Pointing records:
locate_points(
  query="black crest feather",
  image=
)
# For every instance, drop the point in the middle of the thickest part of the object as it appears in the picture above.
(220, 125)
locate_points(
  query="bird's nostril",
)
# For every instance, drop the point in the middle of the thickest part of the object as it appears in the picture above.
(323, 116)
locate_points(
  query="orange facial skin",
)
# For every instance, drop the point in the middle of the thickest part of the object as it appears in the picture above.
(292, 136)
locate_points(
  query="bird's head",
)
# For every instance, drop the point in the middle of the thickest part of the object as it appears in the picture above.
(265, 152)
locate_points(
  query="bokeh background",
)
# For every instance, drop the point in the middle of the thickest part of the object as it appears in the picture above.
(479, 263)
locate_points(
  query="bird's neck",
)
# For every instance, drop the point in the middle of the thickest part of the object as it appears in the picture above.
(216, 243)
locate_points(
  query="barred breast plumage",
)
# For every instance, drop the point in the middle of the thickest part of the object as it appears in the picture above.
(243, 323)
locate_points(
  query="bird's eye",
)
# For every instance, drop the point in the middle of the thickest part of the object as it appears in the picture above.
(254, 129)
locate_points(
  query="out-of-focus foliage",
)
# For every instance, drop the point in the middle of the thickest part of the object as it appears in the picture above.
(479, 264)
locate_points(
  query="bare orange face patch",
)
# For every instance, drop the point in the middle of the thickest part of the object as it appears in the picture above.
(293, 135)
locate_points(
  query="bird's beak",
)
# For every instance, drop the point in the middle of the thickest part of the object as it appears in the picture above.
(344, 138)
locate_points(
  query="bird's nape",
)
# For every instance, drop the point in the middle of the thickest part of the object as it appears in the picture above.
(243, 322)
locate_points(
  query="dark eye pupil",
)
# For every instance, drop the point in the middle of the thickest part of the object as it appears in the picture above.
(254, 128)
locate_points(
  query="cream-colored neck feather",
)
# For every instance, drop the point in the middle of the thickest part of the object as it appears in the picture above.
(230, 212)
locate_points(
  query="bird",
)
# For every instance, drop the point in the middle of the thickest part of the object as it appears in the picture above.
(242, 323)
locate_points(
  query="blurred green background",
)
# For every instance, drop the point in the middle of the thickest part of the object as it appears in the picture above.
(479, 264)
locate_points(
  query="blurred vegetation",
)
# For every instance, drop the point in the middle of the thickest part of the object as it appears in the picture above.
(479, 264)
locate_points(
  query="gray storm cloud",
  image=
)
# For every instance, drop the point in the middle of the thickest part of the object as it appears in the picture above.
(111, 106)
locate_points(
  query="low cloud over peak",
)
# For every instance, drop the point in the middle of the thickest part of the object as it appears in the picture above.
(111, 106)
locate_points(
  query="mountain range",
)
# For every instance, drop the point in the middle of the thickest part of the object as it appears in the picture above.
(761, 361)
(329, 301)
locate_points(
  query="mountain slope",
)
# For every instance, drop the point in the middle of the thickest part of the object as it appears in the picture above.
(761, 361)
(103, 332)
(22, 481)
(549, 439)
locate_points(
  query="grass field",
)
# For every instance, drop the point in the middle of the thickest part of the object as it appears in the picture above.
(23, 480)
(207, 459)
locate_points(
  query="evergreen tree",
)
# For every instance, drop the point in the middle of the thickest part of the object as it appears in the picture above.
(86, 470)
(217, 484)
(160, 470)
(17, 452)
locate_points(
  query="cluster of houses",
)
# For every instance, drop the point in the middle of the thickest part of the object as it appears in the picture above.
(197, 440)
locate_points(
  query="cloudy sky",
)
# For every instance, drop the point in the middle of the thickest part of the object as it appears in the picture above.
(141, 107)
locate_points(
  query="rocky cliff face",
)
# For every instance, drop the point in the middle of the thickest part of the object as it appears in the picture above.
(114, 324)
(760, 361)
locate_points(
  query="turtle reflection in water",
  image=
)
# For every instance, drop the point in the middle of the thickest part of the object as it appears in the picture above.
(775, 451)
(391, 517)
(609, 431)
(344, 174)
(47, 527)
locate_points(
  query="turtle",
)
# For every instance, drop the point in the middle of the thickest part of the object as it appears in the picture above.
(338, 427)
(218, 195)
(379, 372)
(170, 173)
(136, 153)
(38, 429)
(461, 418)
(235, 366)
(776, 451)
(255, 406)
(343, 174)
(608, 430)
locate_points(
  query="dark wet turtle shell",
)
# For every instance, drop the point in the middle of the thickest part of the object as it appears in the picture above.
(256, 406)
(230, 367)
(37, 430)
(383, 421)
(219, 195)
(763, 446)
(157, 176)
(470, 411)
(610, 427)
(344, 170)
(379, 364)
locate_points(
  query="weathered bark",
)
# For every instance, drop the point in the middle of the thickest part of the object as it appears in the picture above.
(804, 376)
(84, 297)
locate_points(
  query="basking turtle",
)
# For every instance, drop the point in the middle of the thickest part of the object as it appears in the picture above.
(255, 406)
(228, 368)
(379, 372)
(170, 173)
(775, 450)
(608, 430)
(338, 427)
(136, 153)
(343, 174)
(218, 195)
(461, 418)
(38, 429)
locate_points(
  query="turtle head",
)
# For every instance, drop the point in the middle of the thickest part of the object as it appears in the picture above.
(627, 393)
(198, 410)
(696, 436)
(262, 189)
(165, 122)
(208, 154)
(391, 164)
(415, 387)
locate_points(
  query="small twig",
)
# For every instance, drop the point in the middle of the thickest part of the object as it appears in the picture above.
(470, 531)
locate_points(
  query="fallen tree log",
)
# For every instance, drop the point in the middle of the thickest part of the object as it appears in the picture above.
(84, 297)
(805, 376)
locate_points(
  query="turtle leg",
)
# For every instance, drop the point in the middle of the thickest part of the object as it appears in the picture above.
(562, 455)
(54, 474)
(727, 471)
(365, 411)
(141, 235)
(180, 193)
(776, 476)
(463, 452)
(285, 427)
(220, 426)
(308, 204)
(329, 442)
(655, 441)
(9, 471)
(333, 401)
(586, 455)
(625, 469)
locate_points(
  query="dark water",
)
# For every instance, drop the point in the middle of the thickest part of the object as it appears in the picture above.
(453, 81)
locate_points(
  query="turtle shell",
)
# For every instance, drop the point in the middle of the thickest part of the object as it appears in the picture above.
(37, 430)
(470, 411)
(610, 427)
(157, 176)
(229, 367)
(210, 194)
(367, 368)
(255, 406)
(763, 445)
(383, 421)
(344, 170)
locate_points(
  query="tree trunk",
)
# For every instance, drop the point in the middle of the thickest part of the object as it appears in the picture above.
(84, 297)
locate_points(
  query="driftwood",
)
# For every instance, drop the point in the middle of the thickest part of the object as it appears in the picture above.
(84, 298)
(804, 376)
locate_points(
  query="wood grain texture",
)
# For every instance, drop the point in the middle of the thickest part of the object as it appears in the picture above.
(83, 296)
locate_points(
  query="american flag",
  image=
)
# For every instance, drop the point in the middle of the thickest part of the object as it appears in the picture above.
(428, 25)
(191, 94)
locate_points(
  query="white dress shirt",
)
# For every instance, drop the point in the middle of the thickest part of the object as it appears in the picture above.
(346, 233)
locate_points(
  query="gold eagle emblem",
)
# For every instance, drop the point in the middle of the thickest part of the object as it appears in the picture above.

# [What needs to be done]
Return all of the above records exactly, leaving no line out.

# [Final result]
locate_points(
  query="black crest feather",
  image=
)
# For every instance, drop the point in the middle of the thickest part of the object as it appears in the picture above.
(220, 125)
locate_points(
  query="bird's nostril",
)
# For every instance, drop the point in the middle of the thickest part of the object as it appears in the picture above.
(323, 116)
locate_points(
  query="orange facial skin",
)
# For every instance, drop the point in the middle of the thickest part of the object as it appears in the picture above.
(292, 136)
locate_points(
  query="bird's head",
)
# For every instance, drop the point in the middle of the thickest part of the object as it appears in the picture above.
(265, 152)
locate_points(
  query="bokeh background",
)
# For every instance, drop the point in the middle of the thickest part of the object as it appears in the picture above.
(479, 263)
locate_points(
  query="bird's neck",
)
# For every instance, drop the point in the middle of the thickest part of the object as it appears in the picture above.
(216, 243)
locate_points(
  query="barred breast plumage",
)
# For every instance, drop the point in the middle of the thickest part of the object as it appears in the picture above.
(243, 323)
locate_points(
  query="bird's eye",
)
# For every instance, drop the point in the middle of the thickest part of the object as it appears in the picture above.
(254, 129)
locate_points(
  query="out-of-focus foliage",
)
# For every instance, drop the point in the middle of the thickest part of the object as it appears in the picture above.
(479, 264)
locate_points(
  query="bare orange face patch",
)
# For every instance, drop the point in the middle of the thickest part of the object as it appears in the picture above.
(293, 135)
locate_points(
  query="bird's beak",
)
# For every instance, drop the point in the middle of the thickest part of the object as it appears in the picture above.
(344, 138)
locate_points(
  query="bird's nape",
)
# For every instance, drop the point in the middle of the thickest part of the object as it appears in the picture above.
(243, 322)
locate_points(
  query="dark eye pupil",
)
# For every instance, drop the point in the middle of the thickest part of the object as it appears in the picture above.
(254, 128)
locate_points(
  query="cream-colored neck feather",
)
# For every instance, drop the point in the middle of the thickest part of the object as it appears in the picture above.
(230, 212)
locate_points(
  query="bird",
)
# For every instance, drop the point in the middle of the thickest part of the object as it appears in the picture above.
(242, 323)
locate_points(
  query="blurred green background",
)
# For every instance, drop the point in the middle of the thickest part of the object as it appears in the picture above.
(479, 264)
locate_points(
  query="blurred vegetation",
)
# For every instance, drop the point in the middle of the thickest part of the object as it appears in the picture above.
(479, 264)
locate_points(
  query="gray storm cloud",
  image=
)
# For every instance, drop the point in the middle of the thickest part of the object as it appears in the picture above.
(111, 106)
locate_points(
  query="low cloud over peak",
)
# For every instance, drop the point in the middle of the thickest part of the object as it appears in the picture above.
(111, 106)
locate_points(
  query="mountain range",
)
# For every instance, drop the point in the middle of the thickest part of the object as it appears in the picture above.
(761, 361)
(329, 301)
locate_points(
  query="mountain slope",
)
# For every instance, drop the point in the middle of the thickest part of the object as it appears in the picture above.
(761, 361)
(103, 332)
(22, 481)
(549, 439)
locate_points(
  query="grass field",
)
# For every instance, drop the point in the middle of the thickest part of the object as it appears in the picture above.
(23, 480)
(207, 459)
locate_points(
  query="evergreen tree",
)
# For every instance, drop the point in the middle of the thickest part of the object as it appears in the picture above.
(86, 470)
(217, 484)
(160, 470)
(17, 452)
locate_points(
  query="cluster of houses",
)
# For every instance, drop the point in the middle of the thickest part of the object as it appears in the picture above.
(197, 440)
locate_points(
  query="cloudy sky",
)
# For every instance, drop the point in the middle of the thickest part of the object as it appears in the picture above.
(141, 107)
locate_points(
  query="rocky cliff face",
)
# For every instance, drop the point in the middle of the thickest part of the object as it appears in the picture above.
(114, 324)
(760, 361)
locate_points(
  query="turtle reflection in water",
  image=
)
# For every instance, drop the point in the middle of the thickest part of the object as it appears in the picture above.
(775, 451)
(391, 517)
(609, 431)
(344, 174)
(47, 527)
locate_points(
  query="turtle",
)
# For every instance, drop the point in the middle of the thickest part of the object as it appears in the picture above.
(338, 427)
(218, 195)
(379, 372)
(170, 173)
(136, 153)
(38, 429)
(461, 418)
(235, 366)
(776, 451)
(255, 406)
(343, 174)
(608, 430)
locate_points(
  query="dark wet turtle shell",
)
# For every instance, drop the point in the middle of the thickest part of the object as it appears in the picture above.
(256, 406)
(230, 367)
(37, 430)
(383, 421)
(219, 195)
(763, 446)
(157, 176)
(470, 411)
(610, 427)
(344, 170)
(379, 364)
locate_points(
  query="weathered bark",
)
# For every instance, drop the point in the middle of the thickest part of the object as it appears in the picture above.
(804, 376)
(84, 297)
locate_points(
  query="basking turtle",
)
# For every instance, drop the point in the middle of the thickest part of the object as it appears in the picture above.
(255, 406)
(228, 368)
(379, 372)
(170, 173)
(775, 450)
(608, 430)
(338, 427)
(136, 153)
(343, 174)
(218, 195)
(461, 418)
(38, 429)
locate_points(
  query="turtle head",
)
# For every instance, drop the point in the middle of the thickest part of the object as it appears in the picture above.
(627, 393)
(198, 410)
(696, 436)
(262, 189)
(165, 122)
(208, 154)
(391, 164)
(415, 387)
locate_points(
  query="small twig",
)
# For every instance, drop the point in the middle of the thickest part of the object as it appears in the picture above.
(470, 531)
locate_points(
  query="fallen tree log",
)
# For every instance, drop the point in the middle of the thickest part of the object as it appears in the picture above.
(84, 297)
(805, 376)
locate_points(
  query="turtle leg",
)
# For every instance, drop the point in the middle of the thickest part of the object as it appears in the picture above.
(562, 455)
(54, 474)
(727, 471)
(365, 411)
(141, 235)
(180, 193)
(776, 476)
(463, 452)
(285, 427)
(220, 426)
(308, 204)
(329, 442)
(655, 441)
(9, 471)
(333, 401)
(586, 455)
(625, 469)
locate_points(
  query="dark water",
)
# For every instance, drop the point in the middle of the thickest part of the object as it appears in the picture above.
(453, 81)
locate_points(
  query="turtle shell",
)
# For every instance, drop the point in the middle of the thickest part of the object as it appears in the picture above.
(37, 430)
(470, 411)
(610, 427)
(157, 176)
(229, 367)
(210, 194)
(367, 368)
(255, 406)
(763, 445)
(383, 421)
(344, 170)
locate_points(
  query="tree trunk",
)
# For every instance, drop the point in the middle of the thickest part of the object as it appears in the picture above.
(84, 297)
locate_points(
  query="driftwood",
)
# For every instance, drop the point in the middle of the thickest part of the object as it appears in the picture above.
(84, 298)
(804, 376)
locate_points(
  query="wood grain texture",
)
# For every instance, drop the point in the middle of the thickest part of the object as it appears in the picture above.
(83, 296)
locate_points(
  query="american flag",
  image=
)
# For every instance, drop the point in the middle of the thickest part of the object as it appears in the picture above.
(428, 25)
(191, 94)
locate_points(
  query="white dress shirt",
)
# For every instance, drop the point in the middle of the thickest part of the object as it appears in the picture above.
(346, 233)
locate_points(
  query="gold eagle emblem",
)
# For every instance, drop the point in the middle of the thickest part of the object as it appears in the picture above.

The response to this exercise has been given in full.